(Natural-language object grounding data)
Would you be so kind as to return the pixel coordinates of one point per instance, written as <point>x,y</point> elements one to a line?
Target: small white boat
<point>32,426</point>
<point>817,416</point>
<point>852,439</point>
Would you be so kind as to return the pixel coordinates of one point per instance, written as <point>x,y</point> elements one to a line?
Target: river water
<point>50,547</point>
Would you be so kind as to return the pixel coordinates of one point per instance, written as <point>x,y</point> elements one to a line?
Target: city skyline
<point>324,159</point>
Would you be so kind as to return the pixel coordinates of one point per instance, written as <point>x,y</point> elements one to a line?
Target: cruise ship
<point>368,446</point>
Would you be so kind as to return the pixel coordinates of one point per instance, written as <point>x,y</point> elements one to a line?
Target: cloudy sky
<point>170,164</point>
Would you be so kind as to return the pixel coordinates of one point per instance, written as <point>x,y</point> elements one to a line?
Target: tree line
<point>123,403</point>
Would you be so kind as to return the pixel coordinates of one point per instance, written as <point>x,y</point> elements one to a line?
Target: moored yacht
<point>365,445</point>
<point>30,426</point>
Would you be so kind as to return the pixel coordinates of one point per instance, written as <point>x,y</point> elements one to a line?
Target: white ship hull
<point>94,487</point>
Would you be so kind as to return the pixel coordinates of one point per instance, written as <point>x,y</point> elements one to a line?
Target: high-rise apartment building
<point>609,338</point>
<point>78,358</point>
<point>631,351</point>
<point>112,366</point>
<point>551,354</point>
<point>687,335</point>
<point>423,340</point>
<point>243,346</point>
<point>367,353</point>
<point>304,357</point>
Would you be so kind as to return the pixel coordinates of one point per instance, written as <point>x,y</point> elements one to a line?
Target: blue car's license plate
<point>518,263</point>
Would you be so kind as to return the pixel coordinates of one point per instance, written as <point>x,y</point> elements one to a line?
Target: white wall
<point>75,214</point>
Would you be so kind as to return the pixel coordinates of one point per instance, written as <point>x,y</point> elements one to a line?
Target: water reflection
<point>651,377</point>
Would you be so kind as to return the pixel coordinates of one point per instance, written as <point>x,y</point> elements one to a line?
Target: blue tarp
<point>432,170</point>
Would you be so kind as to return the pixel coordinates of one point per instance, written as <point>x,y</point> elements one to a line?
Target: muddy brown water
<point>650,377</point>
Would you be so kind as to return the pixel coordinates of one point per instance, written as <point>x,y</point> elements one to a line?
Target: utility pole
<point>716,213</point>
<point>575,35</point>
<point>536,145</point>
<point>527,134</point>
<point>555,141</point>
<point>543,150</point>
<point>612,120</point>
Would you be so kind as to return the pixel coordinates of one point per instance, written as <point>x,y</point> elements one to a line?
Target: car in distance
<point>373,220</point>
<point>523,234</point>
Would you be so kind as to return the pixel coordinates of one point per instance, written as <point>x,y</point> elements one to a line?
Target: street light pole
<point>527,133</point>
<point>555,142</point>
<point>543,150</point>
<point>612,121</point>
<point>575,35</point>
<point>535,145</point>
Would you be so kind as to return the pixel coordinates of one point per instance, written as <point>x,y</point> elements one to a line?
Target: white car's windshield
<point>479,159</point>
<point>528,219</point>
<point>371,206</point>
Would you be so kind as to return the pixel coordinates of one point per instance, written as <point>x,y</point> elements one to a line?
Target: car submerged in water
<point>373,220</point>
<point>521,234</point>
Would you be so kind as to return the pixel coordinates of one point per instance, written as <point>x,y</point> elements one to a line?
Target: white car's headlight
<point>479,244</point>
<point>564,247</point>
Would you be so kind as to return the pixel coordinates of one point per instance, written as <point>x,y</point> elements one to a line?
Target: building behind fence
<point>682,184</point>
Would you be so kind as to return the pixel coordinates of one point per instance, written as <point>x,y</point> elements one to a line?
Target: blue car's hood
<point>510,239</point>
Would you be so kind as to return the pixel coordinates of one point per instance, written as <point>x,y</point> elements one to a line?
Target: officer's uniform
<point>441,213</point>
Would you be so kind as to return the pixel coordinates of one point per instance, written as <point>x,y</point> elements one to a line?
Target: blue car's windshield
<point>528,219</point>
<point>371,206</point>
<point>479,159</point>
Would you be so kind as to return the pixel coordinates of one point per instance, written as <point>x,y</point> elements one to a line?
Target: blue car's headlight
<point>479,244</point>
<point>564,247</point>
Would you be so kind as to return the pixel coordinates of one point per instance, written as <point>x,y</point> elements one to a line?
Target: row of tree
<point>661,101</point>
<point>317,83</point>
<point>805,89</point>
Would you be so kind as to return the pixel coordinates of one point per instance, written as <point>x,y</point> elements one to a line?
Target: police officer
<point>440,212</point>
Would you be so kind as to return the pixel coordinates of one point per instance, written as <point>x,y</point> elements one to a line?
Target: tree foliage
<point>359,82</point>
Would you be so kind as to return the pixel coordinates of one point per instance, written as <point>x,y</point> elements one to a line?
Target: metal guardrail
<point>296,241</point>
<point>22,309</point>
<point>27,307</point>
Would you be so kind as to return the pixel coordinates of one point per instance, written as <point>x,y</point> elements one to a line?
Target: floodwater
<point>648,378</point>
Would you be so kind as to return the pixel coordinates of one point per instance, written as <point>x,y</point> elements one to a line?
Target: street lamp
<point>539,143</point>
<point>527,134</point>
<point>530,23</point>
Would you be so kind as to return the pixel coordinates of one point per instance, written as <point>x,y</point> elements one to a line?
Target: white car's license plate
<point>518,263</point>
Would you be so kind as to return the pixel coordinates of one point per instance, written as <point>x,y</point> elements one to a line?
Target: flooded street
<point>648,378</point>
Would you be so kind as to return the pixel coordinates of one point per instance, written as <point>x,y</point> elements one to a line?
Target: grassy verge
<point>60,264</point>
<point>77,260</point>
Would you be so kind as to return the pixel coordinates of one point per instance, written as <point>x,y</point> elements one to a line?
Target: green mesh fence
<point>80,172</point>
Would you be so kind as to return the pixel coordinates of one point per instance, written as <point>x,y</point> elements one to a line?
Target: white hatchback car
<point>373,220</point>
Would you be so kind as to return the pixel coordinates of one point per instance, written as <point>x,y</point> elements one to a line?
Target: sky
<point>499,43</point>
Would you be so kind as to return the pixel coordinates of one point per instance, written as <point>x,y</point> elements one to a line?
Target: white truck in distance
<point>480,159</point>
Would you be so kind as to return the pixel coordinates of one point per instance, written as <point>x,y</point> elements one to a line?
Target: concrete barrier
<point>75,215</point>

About this exercise: Transcribe every line of the records exactly, please.

Result of this exercise:
Would you be so kind as to return the pixel coordinates of one point per instance, written as <point>x,y</point> elements one to a line?
Target: small white boat
<point>32,426</point>
<point>817,416</point>
<point>852,439</point>
Would you be so kind as to return the pixel coordinates of one point per instance, written as <point>x,y</point> elements one to a line?
Target: river water
<point>50,547</point>
Would you be so kind as to return the pixel coordinates of one point per instance, written as <point>x,y</point> elements one to a line?
Target: city skyline
<point>324,159</point>
Would you be so kind as to return the pixel coordinates of one point per instance, written as <point>x,y</point> elements one to a line?
Target: cruise ship
<point>368,446</point>
Would you be so kind as to return the pixel coordinates of one point per instance, written as <point>x,y</point> elements one to a line?
Target: cloudy sky
<point>170,164</point>
Would you be so kind as to return the pixel coordinates of one point per instance, written as <point>x,y</point> elements one to a line?
Target: tree line
<point>123,403</point>
Would you be so kind as to return the pixel coordinates of one point per instance, written as <point>x,y</point> elements one to a line?
Target: moored yacht
<point>365,445</point>
<point>30,426</point>
Would you be so kind as to return the pixel coordinates of one point per instance, written as <point>x,y</point> elements one to a line?
Target: white ship hull
<point>94,487</point>
Would you be so kind as to return the pixel coordinates of one point per instance, written as <point>x,y</point> elements one to a line?
Target: high-rise apartment building
<point>609,338</point>
<point>78,358</point>
<point>631,351</point>
<point>112,366</point>
<point>551,354</point>
<point>687,335</point>
<point>423,340</point>
<point>243,346</point>
<point>367,353</point>
<point>304,357</point>
Would you be so kind as to return the pixel coordinates of one point per instance, written as <point>x,y</point> elements one to a line?
Target: blue car's license plate
<point>518,263</point>
Would you be so kind as to return the pixel coordinates of one point per instance, written as <point>x,y</point> elements one to a line?
Target: white wall
<point>75,214</point>
Would you be so kind as to return the pixel coordinates of one point per instance, written as <point>x,y</point> elements one to a line?
Target: water reflection
<point>651,377</point>
Would you be so kind as to return the pixel coordinates of one point per instance, written as <point>x,y</point> elements one to a line?
Target: blue tarp
<point>432,170</point>
Would you be so kind as to return the pixel coordinates of one point per instance, written as <point>x,y</point> elements one to a line?
Target: muddy brown water
<point>650,377</point>
Would you be so kind as to return the pixel coordinates of one point per instance, written as <point>x,y</point> elements one to a line?
Target: utility pole
<point>716,213</point>
<point>575,35</point>
<point>536,145</point>
<point>527,134</point>
<point>555,141</point>
<point>543,150</point>
<point>612,120</point>
Would you be so kind as to return the pixel coordinates of one point per instance, written as <point>x,y</point> elements one to a line?
Target: car in distance
<point>373,220</point>
<point>523,234</point>
Would you be so kind as to return the pixel coordinates of one point per instance, written as <point>x,y</point> elements one to a line?
Target: street light pole
<point>527,133</point>
<point>555,142</point>
<point>543,150</point>
<point>612,121</point>
<point>575,35</point>
<point>535,145</point>
Would you be so kind as to return the pixel coordinates of one point per instance, written as <point>x,y</point> elements one to a line?
Target: white car's windshield
<point>479,159</point>
<point>528,219</point>
<point>371,206</point>
Would you be so kind as to return the pixel coordinates of one point per instance, written as <point>x,y</point> elements one to a line?
Target: car submerged in water
<point>373,220</point>
<point>521,234</point>
Would you be so kind as to return the pixel coordinates of one point per instance, written as <point>x,y</point> elements one to a line?
Target: white car's headlight
<point>479,244</point>
<point>564,247</point>
Would you be so kind as to return the pixel coordinates of one point per instance, written as <point>x,y</point> elements one to a line?
Target: building behind fence
<point>682,184</point>
Would you be so kind as to return the pixel coordinates of one point per instance, written as <point>x,y</point> elements one to a line?
Target: blue car's hood
<point>510,239</point>
Would you be so kind as to return the pixel coordinates of one point per instance, written as <point>x,y</point> elements one to a line?
Target: officer's uniform
<point>441,213</point>
Would you be so kind as to return the pixel coordinates of one point per instance, written as <point>x,y</point> elements one to a line?
Target: blue car's windshield
<point>528,219</point>
<point>371,206</point>
<point>479,159</point>
Would you be so kind as to return the pixel coordinates of one point per instance, written as <point>x,y</point> elements one to a line?
Target: blue car's headlight
<point>479,244</point>
<point>564,247</point>
Would you be so kind as to return the pixel coordinates of one point per instance, written as <point>x,y</point> elements one to a line?
Target: row of tree
<point>661,101</point>
<point>317,83</point>
<point>805,89</point>
Would you be so kind as to return the pixel coordinates of one point per instance, written as <point>x,y</point> elements one to a line?
Target: police officer
<point>440,212</point>
Would you be so kind as to return the pixel coordinates of one point per instance, written as <point>x,y</point> elements one to a line?
Target: tree foliage
<point>359,82</point>
Would you be so kind as to return the pixel coordinates of one point per instance, written as <point>x,y</point> elements one to a line?
Target: metal guardrail
<point>296,241</point>
<point>22,309</point>
<point>27,307</point>
Would you be so kind as to return the pixel coordinates of one point per instance, written as <point>x,y</point> elements one to a line?
Target: floodwater
<point>648,378</point>
Would you be so kind as to return the pixel coordinates of one point per instance, written as <point>x,y</point> elements one to a line?
Target: street lamp
<point>539,143</point>
<point>527,134</point>
<point>530,23</point>
Would you be so kind as to return the pixel coordinates of one point per instance, written as <point>x,y</point> elements one to a line?
Target: white car's license plate
<point>518,263</point>
Would you be so kind as to return the pixel coordinates of one point per instance, written as <point>x,y</point> elements one to a line?
Target: flooded street
<point>648,378</point>
Would you be so kind as to return the pixel coordinates of one point per instance, written as <point>x,y</point> elements one to a line?
Target: grassy verge
<point>60,264</point>
<point>77,260</point>
Would you be so kind as to return the pixel coordinates of one point per instance, written as <point>x,y</point> elements one to a line?
Target: green mesh fence
<point>80,172</point>
Would you be so kind as to return the pixel coordinates of one point per instance, written as <point>x,y</point> elements one to a line?
Target: white hatchback car
<point>373,220</point>
Would you be so kind as to return the pixel coordinates of one point per instance, written as <point>x,y</point> elements one to a line?
Target: sky
<point>499,43</point>
Would you be so kind as to return the pixel coordinates of one point per instance, written as <point>x,y</point> elements one to a line?
Target: white truck in distance
<point>480,159</point>
Would you be so kind as to return the pixel coordinates of one point per instance, written as <point>x,y</point> elements one to a line?
Target: concrete barrier
<point>75,215</point>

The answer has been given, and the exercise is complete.